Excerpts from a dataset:
- - - - -
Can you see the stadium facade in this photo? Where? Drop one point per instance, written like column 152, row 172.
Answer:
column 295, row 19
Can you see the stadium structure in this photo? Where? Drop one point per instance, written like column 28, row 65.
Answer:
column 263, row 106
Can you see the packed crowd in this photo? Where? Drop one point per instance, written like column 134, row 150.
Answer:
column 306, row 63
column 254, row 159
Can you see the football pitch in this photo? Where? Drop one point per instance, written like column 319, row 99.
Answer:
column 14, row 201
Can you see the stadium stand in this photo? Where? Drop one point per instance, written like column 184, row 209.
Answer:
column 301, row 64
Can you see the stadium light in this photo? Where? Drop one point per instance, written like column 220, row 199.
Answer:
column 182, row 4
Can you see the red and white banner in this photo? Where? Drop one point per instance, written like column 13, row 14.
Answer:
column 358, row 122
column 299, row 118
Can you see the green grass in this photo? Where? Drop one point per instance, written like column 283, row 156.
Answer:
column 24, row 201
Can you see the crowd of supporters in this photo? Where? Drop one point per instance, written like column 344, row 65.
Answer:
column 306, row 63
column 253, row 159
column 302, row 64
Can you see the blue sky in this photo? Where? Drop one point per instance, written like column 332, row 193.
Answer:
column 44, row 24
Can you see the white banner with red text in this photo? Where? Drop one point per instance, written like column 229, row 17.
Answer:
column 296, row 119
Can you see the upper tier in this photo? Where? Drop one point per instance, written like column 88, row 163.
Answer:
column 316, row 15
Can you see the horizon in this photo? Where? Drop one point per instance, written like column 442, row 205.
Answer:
- - - - -
### Problem to work on
When the word "crowd" shows up in a line of the entries, pull that line out.

### Expected output
Can you see the packed crowd in this photo? Where? Drop one point per instance, written like column 134, row 150.
Can you see the crowd of supporters in this photo? Where? Drop one point per instance, written like column 344, row 65.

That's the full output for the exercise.